Flushing only inactive LRO entries works better than any of these
alternates that I tried:
- don't LRO pure ACKs
- flush _all_ LRO entries periodically (every 'x' microseconds or every
'y' descriptors)
- stop rx processing in the driver periodically and schedule remaining
work for later.

Reviewed by: andre


# 247104 21-Feb-2013 gallatin

Fix tcp_lro_rx_ipv4() for drivers that do not set CSUM_IP_CHECKED.
Specifcially, in_cksum_hdr() returns 0 (not 0xffff) when the IPv4
checksum is correct. Without this fix, the tcp_lro code will reject
good IPv4 traffic from drivers that do not implement IPv4 header
harder csum offload.

Sponsored by: Myricom Inc.

MFC after: 7 days


# 236394 01-Jun-2012 bz

Make TCP LRO work properly with VIMAGE kernels rather than just panicing.
There's no VIMAGE context set there yet as this is before if_ethersubr.c.

MFC after: 3 days
X-MFC with: r235981


# 236093 26-May-2012 bz

Trim the extra $FreeBSD$ from the comment below the license. We use
the __FBSDID() macro on the file now instead.

MFC after: 3 days


# 235981 25-May-2012 bz

In case forwarding is turned on for a given address family, refuse to
queue the packet for LRO and tell the driver to directly pass it on.

[Location annotation dataset excerpts]
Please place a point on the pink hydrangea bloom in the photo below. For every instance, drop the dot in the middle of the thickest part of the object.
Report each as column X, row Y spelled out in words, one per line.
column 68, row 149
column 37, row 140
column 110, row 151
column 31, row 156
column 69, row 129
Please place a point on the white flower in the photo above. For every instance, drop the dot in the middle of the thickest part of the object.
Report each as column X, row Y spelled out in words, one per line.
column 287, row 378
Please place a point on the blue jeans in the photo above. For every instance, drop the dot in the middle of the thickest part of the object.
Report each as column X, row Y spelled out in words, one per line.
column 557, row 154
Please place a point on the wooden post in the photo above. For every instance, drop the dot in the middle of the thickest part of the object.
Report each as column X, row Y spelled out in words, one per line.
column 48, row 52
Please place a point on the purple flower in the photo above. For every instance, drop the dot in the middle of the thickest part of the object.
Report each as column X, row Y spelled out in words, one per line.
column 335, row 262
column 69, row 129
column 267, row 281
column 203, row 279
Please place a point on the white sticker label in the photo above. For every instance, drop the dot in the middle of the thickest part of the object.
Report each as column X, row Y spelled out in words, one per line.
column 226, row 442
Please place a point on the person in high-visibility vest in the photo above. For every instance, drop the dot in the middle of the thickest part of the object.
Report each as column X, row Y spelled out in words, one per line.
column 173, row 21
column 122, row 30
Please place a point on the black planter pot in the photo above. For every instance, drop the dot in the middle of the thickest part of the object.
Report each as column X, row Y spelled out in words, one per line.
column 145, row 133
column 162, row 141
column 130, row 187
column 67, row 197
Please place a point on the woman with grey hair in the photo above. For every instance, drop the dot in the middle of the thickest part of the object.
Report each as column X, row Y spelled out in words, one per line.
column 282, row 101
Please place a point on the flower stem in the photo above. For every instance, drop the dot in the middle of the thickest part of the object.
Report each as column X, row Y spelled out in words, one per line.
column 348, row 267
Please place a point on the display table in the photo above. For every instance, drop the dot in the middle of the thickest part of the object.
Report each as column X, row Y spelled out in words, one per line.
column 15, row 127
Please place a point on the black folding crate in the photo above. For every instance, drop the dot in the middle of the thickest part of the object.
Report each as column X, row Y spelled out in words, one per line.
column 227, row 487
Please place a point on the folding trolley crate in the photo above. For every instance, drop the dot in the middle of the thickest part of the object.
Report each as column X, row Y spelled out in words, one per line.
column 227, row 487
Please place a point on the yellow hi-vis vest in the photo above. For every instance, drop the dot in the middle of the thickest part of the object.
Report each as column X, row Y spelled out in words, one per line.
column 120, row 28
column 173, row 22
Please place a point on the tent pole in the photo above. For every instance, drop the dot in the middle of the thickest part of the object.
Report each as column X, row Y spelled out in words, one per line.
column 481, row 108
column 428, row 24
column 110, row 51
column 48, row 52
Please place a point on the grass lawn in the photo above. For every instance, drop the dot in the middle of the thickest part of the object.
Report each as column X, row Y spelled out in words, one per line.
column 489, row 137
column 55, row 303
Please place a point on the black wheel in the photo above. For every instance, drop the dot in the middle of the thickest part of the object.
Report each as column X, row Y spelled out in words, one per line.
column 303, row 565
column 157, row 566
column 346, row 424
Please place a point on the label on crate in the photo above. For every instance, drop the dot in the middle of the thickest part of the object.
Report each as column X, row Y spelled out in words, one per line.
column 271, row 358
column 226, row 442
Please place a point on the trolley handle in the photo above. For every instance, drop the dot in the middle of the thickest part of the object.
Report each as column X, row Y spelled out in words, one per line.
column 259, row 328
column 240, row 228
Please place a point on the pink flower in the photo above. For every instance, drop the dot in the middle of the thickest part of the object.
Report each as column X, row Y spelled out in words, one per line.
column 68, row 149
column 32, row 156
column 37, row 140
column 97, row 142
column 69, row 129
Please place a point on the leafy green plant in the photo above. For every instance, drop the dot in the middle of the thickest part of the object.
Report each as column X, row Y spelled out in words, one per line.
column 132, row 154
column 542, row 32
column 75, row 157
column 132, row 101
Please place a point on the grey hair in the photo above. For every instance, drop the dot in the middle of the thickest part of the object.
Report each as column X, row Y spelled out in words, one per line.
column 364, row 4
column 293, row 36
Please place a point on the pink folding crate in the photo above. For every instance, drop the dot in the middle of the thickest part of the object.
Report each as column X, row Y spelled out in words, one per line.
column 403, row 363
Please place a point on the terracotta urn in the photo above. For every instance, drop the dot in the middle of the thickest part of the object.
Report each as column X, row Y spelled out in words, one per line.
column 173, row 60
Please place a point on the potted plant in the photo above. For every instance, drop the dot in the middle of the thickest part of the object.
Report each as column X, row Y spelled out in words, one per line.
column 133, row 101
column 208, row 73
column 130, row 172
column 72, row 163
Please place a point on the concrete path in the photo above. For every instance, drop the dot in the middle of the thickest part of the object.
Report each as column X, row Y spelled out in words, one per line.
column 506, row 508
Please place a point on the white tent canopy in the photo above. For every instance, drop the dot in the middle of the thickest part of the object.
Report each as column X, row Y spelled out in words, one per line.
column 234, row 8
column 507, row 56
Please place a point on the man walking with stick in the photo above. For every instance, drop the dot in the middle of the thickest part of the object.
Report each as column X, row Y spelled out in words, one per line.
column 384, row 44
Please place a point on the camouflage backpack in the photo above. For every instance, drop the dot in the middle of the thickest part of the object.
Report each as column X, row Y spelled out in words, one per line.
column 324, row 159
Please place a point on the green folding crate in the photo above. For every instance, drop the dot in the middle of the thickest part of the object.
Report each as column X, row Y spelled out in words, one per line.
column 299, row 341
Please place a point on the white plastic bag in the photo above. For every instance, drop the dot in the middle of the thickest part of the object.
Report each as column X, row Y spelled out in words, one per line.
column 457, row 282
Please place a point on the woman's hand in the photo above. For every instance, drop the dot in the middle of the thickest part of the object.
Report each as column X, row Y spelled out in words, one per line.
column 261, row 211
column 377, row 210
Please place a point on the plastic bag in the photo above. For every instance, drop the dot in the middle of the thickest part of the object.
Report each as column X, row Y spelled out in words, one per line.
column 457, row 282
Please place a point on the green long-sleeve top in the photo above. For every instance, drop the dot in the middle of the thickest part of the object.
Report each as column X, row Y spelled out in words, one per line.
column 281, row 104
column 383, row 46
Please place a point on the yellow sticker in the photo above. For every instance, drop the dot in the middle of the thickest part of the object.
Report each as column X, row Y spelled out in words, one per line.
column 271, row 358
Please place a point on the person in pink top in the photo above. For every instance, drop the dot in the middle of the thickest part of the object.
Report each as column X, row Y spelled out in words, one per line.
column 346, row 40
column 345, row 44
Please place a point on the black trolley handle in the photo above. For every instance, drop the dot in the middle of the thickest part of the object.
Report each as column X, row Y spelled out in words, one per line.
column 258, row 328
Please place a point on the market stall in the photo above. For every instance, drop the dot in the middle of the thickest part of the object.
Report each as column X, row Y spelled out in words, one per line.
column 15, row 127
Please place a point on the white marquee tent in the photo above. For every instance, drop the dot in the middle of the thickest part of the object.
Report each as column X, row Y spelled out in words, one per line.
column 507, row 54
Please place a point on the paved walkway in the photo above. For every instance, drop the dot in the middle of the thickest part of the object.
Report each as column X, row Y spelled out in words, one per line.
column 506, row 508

→ Stated goal A
In the listing, from the line with "Please place a point on the black folding" to the line with "column 346, row 424", swap "tent pole" for "canopy pole" and reproduce those lines with nothing else altered.
→ Stated goal B
Carry on the TCP LRO commit log from the point where it stops.

→ Final answer A
Please place a point on the black folding crate in the photo above. For every instance, drop the dot in the middle of the thickest part of the object.
Report each as column X, row Y spelled out in words, one per line.
column 227, row 487
Please place a point on the folding trolley crate in the photo above. For every instance, drop the dot in the middle of the thickest part of the object.
Report each as column X, row Y spelled out in words, one per line.
column 227, row 487
Please place a point on the yellow hi-vis vest in the photo above. For every instance, drop the dot in the middle of the thickest part of the object.
Report each as column X, row Y spelled out in words, one per line.
column 120, row 28
column 173, row 22
Please place a point on the canopy pole in the photo above. For every instance, drop the dot in the middle of the thickest part of the object.
Report each as column X, row Y spelled out in words, one per line.
column 481, row 108
column 428, row 24
column 110, row 51
column 48, row 52
Please place a point on the grass lawn in the photo above. For every instance, drop the dot in the middle of the thickest part of the object.
Report each as column X, row Y spelled out in words, one per line.
column 489, row 137
column 55, row 303
Please place a point on the black wheel in the photo above. For every instance, drop the dot in the middle of the thickest part of the object.
Report each as column X, row Y spelled out in words, one per line.
column 303, row 565
column 157, row 566
column 346, row 424

→ Final answer B
This avoids re-assembly and later re-fragmentation problems when
forwarding.

It's not the best solution but the simplest and most effective for
the moment.

Should have been done: ages ago
Discussed with and by: many
MFC after: 3 days


# 235944 24-May-2012 bz

MFp4 bz_ipv6_fast:

Significantly update tcp_lro for mostly two things:
1) introduce basic support for IPv6 without extension headers.
2) try hard to also get the incremental checksum updates right,
especially also in the IPv4 case for the IP and TCP header.

Move variables around for better locality, factor things out into
functions, allow checksum updates to be compiled out, ...

Leave a few comments on further things to look at in the future,
though that is not the full list.

Update drivers with appropriate #includes as needed for IPv6 data
type in LRO.

Sponsored by: The FreeBSD Foundation
Sponsored by: iXsystems

Reviewed by: gnn (as part of the whole)
MFC After: 3 days


# 235474 15-May-2012 bz

Switch to a standard 2 clause BSD license (from bsd-style-copyright).

Approved by: Myricom Inc. (gallatin)
Approved by: Intel Corporation (jfv)


# 223797 05-Jul-2011 cperciva

Don't allow lro->len to exceed 65535, as this will result in overflow
when len is inserted back into the synthetic IP packet and cause a
multiple of 2^16 bytes of TCP "packet loss".

This improves Linux->FreeBSD netperf bandwidth by a factor of 300 in
testing on Amazon EC2.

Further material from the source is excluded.